YOUR GOAL: Rewrite every line of the material below, swapping "woman's knee" for "person's knee" wherever it occurs and leaving everything else untouched.

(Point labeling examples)
------------------------

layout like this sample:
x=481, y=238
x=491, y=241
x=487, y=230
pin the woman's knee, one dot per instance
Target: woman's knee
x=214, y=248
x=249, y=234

------------------------

EXERCISE RESPONSE:
layout like this sample:
x=481, y=238
x=491, y=241
x=487, y=230
pin the person's knee, one dot per instance
Target: person's knee
x=214, y=248
x=249, y=234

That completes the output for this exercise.